Task requirements
Update the cory-breeding thread's passage starting at "## ddavila06 (Jan" and ending at "adults and healthy." by replacing each "friend" with "neighbor", and give the revised passage.

Selected extract
####################

# Choosing a cory



## Knotty Bitz (Mar 11, 2009)

what is a pretty cory that is easy to breed?


----------



## purgatori27 (Nov 10, 2007)

Easiest ones that come to mind here are albinos and emeralds. Performing a water change with water that is slightly cooler than original tank temp usually triggers spawning. You have basically two choices: You'll need to set up a breeding tank (no substrate) for the spawning school (my favorite type of tank to use is a 20 long) and move the parents after they spawn back to their original tank, or you'll need to move the eggs to another tank after they spawn. The adults will absolutely eat the eggs. Hope this helps.


----------



## Knotty Bitz (Mar 11, 2009)

Are their any others that are easy to breed, the albinos and emeralds are not my favorite


----------



## Six (May 29, 2006)

what are your favorites? some people in my fish club breed panda cories. a lot of people like those.


----------



## Jdinh04 (Oct 7, 2004)

I was able to breed my Corydoras aeneus pretty easily, but they aren't worth a whole lot if your looking to sell them. I really like Corydoras pandas, Corydoras bandit, and Corydoras sterbai.


----------



## Knotty Bitz (Mar 11, 2009)

I like the sterbai, bandit, davidsandsi, aldofoi, and julii. Are any of those easy to breed?


----------



## ddavila06 (Jan 31, 2009)

i just had a friend accidently breed the sterbai not long ago when he introduced new ones to a set -up with an additional fish at home. these didn;t come from the store though, they were from another friend so they were adults and healthy.


----------



## Knotty Bitz (Mar 11, 2009)

I think I may go with the sterbai then.


----------



## trackhazard (Sep 20, 2006)

I like paleatus myself. Easy to find and hardy.

####################

Dataset content

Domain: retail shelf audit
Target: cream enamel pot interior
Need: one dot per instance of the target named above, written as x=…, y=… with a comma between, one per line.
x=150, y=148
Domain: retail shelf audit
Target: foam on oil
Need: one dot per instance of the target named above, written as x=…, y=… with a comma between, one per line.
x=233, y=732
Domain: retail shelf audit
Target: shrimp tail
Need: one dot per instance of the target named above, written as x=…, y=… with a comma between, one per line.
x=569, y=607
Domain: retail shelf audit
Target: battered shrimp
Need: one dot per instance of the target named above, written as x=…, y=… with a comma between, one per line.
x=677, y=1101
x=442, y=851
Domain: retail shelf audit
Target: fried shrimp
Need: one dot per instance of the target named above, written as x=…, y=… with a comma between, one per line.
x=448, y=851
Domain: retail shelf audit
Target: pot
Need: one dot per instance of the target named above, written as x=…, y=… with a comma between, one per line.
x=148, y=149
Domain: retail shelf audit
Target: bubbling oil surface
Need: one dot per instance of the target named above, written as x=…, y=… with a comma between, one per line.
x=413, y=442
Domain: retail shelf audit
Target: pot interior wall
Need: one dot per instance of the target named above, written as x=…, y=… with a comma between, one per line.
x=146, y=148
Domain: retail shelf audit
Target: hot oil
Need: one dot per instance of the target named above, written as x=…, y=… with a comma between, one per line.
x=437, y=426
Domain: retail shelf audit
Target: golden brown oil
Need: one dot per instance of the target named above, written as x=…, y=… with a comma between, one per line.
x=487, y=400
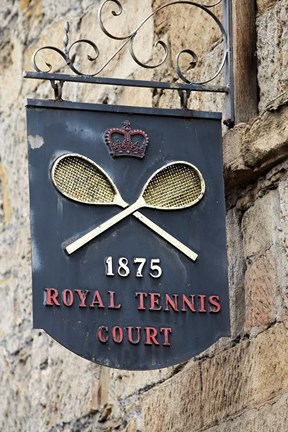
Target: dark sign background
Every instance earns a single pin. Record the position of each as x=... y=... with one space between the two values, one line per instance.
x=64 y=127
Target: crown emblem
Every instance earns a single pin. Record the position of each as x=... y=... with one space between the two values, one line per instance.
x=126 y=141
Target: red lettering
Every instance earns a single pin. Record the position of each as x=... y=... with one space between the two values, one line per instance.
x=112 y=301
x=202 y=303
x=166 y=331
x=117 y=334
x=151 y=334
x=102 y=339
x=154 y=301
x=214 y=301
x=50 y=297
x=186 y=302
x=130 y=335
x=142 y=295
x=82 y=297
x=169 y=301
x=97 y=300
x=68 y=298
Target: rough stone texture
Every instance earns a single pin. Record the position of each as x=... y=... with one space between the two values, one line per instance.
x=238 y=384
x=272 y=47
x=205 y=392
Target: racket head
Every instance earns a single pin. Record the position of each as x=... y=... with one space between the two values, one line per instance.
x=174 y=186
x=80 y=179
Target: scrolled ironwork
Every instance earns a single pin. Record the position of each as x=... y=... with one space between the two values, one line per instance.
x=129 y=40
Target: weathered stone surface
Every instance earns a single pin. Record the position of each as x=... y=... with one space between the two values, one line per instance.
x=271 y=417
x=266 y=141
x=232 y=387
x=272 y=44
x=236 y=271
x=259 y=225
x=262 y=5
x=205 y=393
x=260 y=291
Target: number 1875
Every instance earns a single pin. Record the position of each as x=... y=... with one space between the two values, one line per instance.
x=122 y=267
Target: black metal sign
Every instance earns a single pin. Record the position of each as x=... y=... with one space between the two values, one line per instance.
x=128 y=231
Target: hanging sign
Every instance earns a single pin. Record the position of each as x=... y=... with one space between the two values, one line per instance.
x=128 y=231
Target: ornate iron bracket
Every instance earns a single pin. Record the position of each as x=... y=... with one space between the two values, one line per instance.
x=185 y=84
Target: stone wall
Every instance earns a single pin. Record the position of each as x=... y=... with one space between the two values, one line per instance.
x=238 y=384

####################

Result
## ddavila06 (Jan 31, 2009)

i just had a neighbor accidently breed the sterbai not long ago when he introduced new ones to a set -up with an additional fish at home. these didn;t come from the store though, they were from another neighbor so they were adults and healthy.